• DATA:
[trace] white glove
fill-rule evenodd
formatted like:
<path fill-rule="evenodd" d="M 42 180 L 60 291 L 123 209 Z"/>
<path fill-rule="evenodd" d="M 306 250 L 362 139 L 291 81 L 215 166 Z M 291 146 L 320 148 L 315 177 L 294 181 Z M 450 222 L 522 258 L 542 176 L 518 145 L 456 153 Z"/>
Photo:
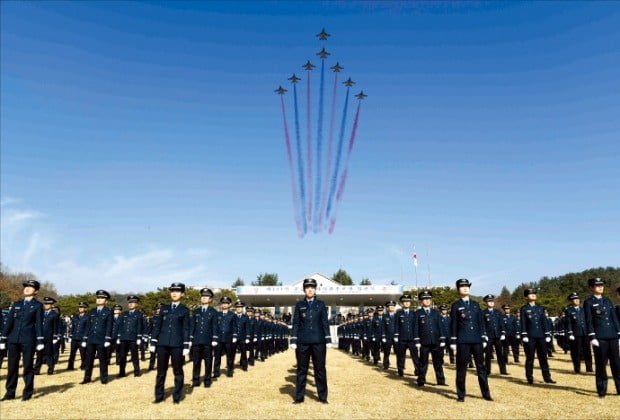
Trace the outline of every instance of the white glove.
<path fill-rule="evenodd" d="M 237 339 L 236 339 L 236 338 L 233 338 L 233 343 L 236 343 L 236 342 L 237 342 Z"/>
<path fill-rule="evenodd" d="M 568 336 L 568 339 L 569 339 L 570 341 L 574 341 L 574 340 L 575 340 L 575 336 L 571 334 L 571 335 L 569 335 L 569 336 Z"/>
<path fill-rule="evenodd" d="M 183 349 L 183 356 L 189 356 L 189 349 Z"/>
<path fill-rule="evenodd" d="M 450 348 L 452 349 L 452 351 L 456 351 L 456 344 L 450 344 Z"/>
<path fill-rule="evenodd" d="M 211 341 L 211 347 L 217 347 L 217 341 Z"/>
<path fill-rule="evenodd" d="M 291 344 L 291 348 L 292 348 L 293 350 L 297 350 L 297 344 Z"/>
<path fill-rule="evenodd" d="M 420 347 L 422 347 L 422 344 L 420 344 L 420 343 L 415 345 L 415 348 L 418 349 L 418 350 L 420 349 Z"/>
<path fill-rule="evenodd" d="M 4 350 L 4 349 L 6 349 L 6 344 L 1 343 L 1 344 L 0 344 L 0 350 Z"/>
<path fill-rule="evenodd" d="M 394 338 L 394 342 L 395 342 L 395 343 L 398 343 L 398 337 L 395 337 L 395 338 Z"/>
<path fill-rule="evenodd" d="M 521 334 L 517 334 L 517 340 L 521 339 Z"/>
<path fill-rule="evenodd" d="M 551 337 L 545 337 L 545 341 L 546 341 L 547 343 L 551 343 Z"/>
<path fill-rule="evenodd" d="M 37 351 L 41 351 L 45 348 L 45 345 L 43 344 L 37 344 Z"/>
<path fill-rule="evenodd" d="M 444 348 L 446 347 L 446 343 L 444 343 L 443 341 L 441 343 L 439 343 L 439 347 Z"/>
<path fill-rule="evenodd" d="M 139 346 L 140 344 L 142 344 L 142 340 L 140 340 L 140 339 L 138 338 L 138 339 L 136 340 L 136 345 L 138 345 L 138 346 Z"/>
<path fill-rule="evenodd" d="M 116 339 L 116 344 L 121 344 L 121 339 L 120 338 Z"/>
<path fill-rule="evenodd" d="M 247 338 L 245 339 L 245 344 L 248 344 L 250 342 L 250 340 L 248 340 Z"/>
<path fill-rule="evenodd" d="M 151 344 L 151 345 L 149 346 L 149 352 L 151 352 L 151 353 L 155 353 L 155 346 L 154 346 L 154 345 L 152 345 L 152 344 Z"/>
<path fill-rule="evenodd" d="M 384 343 L 387 343 L 387 339 L 382 338 L 381 341 L 383 341 Z"/>
<path fill-rule="evenodd" d="M 372 338 L 372 341 L 377 341 L 377 339 L 375 337 Z"/>
<path fill-rule="evenodd" d="M 529 338 L 527 338 L 527 337 L 523 337 L 523 342 L 524 342 L 524 343 L 529 343 L 529 342 L 530 342 L 530 339 L 529 339 Z"/>
<path fill-rule="evenodd" d="M 86 347 L 86 341 L 82 341 L 81 346 L 82 346 L 82 347 Z"/>
<path fill-rule="evenodd" d="M 103 347 L 106 347 L 106 348 L 107 348 L 107 347 L 110 347 L 110 342 L 109 342 L 109 341 L 106 341 L 105 343 L 103 343 Z"/>
<path fill-rule="evenodd" d="M 71 342 L 71 337 L 69 337 L 69 338 L 67 339 L 67 341 L 70 343 L 70 342 Z"/>
<path fill-rule="evenodd" d="M 504 334 L 499 336 L 500 341 L 504 341 L 506 339 L 506 336 Z"/>
<path fill-rule="evenodd" d="M 332 347 L 334 347 L 334 345 L 332 343 L 327 343 L 326 346 L 327 346 L 328 349 L 331 349 Z"/>
<path fill-rule="evenodd" d="M 600 346 L 600 343 L 598 342 L 598 340 L 597 340 L 596 338 L 595 338 L 594 340 L 590 341 L 590 343 L 592 343 L 592 345 L 593 345 L 594 347 L 598 347 L 598 346 Z"/>
<path fill-rule="evenodd" d="M 255 338 L 254 340 L 252 340 L 253 343 L 256 343 L 258 341 L 258 338 Z"/>
<path fill-rule="evenodd" d="M 487 342 L 486 342 L 486 341 L 483 341 L 483 342 L 482 342 L 482 348 L 483 348 L 483 349 L 486 349 L 486 348 L 487 348 Z"/>
<path fill-rule="evenodd" d="M 52 344 L 56 344 L 56 343 L 58 343 L 58 339 L 57 338 L 52 340 Z"/>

• WHAT IS NEEDED: Print each record as it appears above, dropping every picture from the copy.

• SOLUTION TO THIS TASK:
[trace] white glove
fill-rule evenodd
formatted like:
<path fill-rule="evenodd" d="M 42 180 L 60 291 L 123 209 Z"/>
<path fill-rule="evenodd" d="M 306 250 L 362 139 L 291 81 L 215 166 Z M 291 146 L 320 148 L 315 177 L 294 181 Z M 450 222 L 522 258 L 542 176 L 518 145 L 456 153 Z"/>
Photo:
Trace the outline of every instance of the white glove.
<path fill-rule="evenodd" d="M 237 339 L 236 339 L 236 338 L 233 338 L 233 343 L 236 343 L 236 342 L 237 342 Z"/>
<path fill-rule="evenodd" d="M 568 336 L 568 339 L 569 339 L 570 341 L 574 341 L 574 340 L 575 340 L 575 336 L 571 334 L 571 335 L 569 335 L 569 336 Z"/>
<path fill-rule="evenodd" d="M 183 349 L 183 356 L 189 356 L 189 349 Z"/>
<path fill-rule="evenodd" d="M 450 348 L 452 349 L 452 351 L 456 351 L 456 344 L 450 344 Z"/>
<path fill-rule="evenodd" d="M 211 341 L 211 347 L 217 347 L 217 341 Z"/>
<path fill-rule="evenodd" d="M 291 344 L 291 348 L 292 348 L 293 350 L 297 350 L 297 344 Z"/>
<path fill-rule="evenodd" d="M 420 347 L 422 347 L 422 344 L 420 344 L 420 343 L 415 345 L 415 348 L 418 349 L 418 350 L 420 349 Z"/>
<path fill-rule="evenodd" d="M 4 350 L 4 349 L 6 349 L 6 344 L 1 343 L 1 344 L 0 344 L 0 350 Z"/>
<path fill-rule="evenodd" d="M 394 338 L 394 342 L 395 342 L 395 343 L 398 343 L 398 337 L 395 337 L 395 338 Z"/>
<path fill-rule="evenodd" d="M 521 334 L 517 334 L 517 340 L 521 339 Z"/>
<path fill-rule="evenodd" d="M 551 337 L 545 337 L 545 341 L 546 341 L 547 343 L 551 343 Z"/>
<path fill-rule="evenodd" d="M 37 351 L 41 351 L 45 348 L 45 345 L 43 344 L 37 344 Z"/>
<path fill-rule="evenodd" d="M 444 348 L 446 347 L 446 343 L 444 343 L 443 341 L 441 343 L 439 343 L 439 347 Z"/>
<path fill-rule="evenodd" d="M 139 346 L 140 344 L 142 344 L 142 340 L 140 340 L 140 339 L 138 338 L 138 339 L 136 340 L 136 345 L 138 345 L 138 346 Z"/>
<path fill-rule="evenodd" d="M 116 339 L 116 344 L 121 344 L 121 339 L 120 338 Z"/>
<path fill-rule="evenodd" d="M 247 338 L 245 339 L 245 344 L 248 344 L 250 342 L 250 340 L 248 340 Z"/>
<path fill-rule="evenodd" d="M 151 344 L 151 345 L 149 346 L 149 352 L 151 352 L 151 353 L 155 353 L 155 346 L 154 346 L 154 345 L 152 345 L 152 344 Z"/>
<path fill-rule="evenodd" d="M 384 343 L 387 343 L 387 339 L 382 338 L 381 341 L 383 341 Z"/>
<path fill-rule="evenodd" d="M 372 338 L 372 341 L 377 341 L 377 339 L 375 337 Z"/>
<path fill-rule="evenodd" d="M 529 338 L 527 338 L 527 337 L 523 337 L 523 342 L 524 342 L 524 343 L 529 343 L 529 342 L 530 342 L 530 339 L 529 339 Z"/>
<path fill-rule="evenodd" d="M 86 347 L 86 341 L 82 341 L 81 346 L 82 346 L 82 347 Z"/>
<path fill-rule="evenodd" d="M 103 347 L 106 347 L 106 348 L 107 348 L 107 347 L 110 347 L 110 342 L 109 342 L 109 341 L 106 341 L 105 343 L 103 343 Z"/>
<path fill-rule="evenodd" d="M 71 342 L 71 337 L 69 337 L 69 338 L 67 339 L 67 341 L 70 343 L 70 342 Z"/>
<path fill-rule="evenodd" d="M 504 334 L 499 336 L 500 341 L 504 341 L 506 339 L 506 336 Z"/>
<path fill-rule="evenodd" d="M 332 347 L 334 347 L 334 345 L 332 343 L 327 343 L 326 346 L 327 346 L 328 349 L 331 349 Z"/>
<path fill-rule="evenodd" d="M 600 346 L 600 343 L 598 342 L 598 340 L 597 340 L 596 338 L 595 338 L 594 340 L 590 341 L 590 343 L 592 343 L 592 345 L 593 345 L 594 347 L 598 347 L 598 346 Z"/>
<path fill-rule="evenodd" d="M 255 338 L 254 340 L 252 340 L 253 343 L 256 343 L 258 341 L 258 338 Z"/>
<path fill-rule="evenodd" d="M 487 342 L 486 342 L 486 341 L 483 341 L 483 342 L 482 342 L 482 348 L 483 348 L 483 349 L 486 349 L 486 348 L 487 348 Z"/>
<path fill-rule="evenodd" d="M 52 344 L 56 344 L 56 343 L 58 343 L 58 339 L 57 338 L 52 340 Z"/>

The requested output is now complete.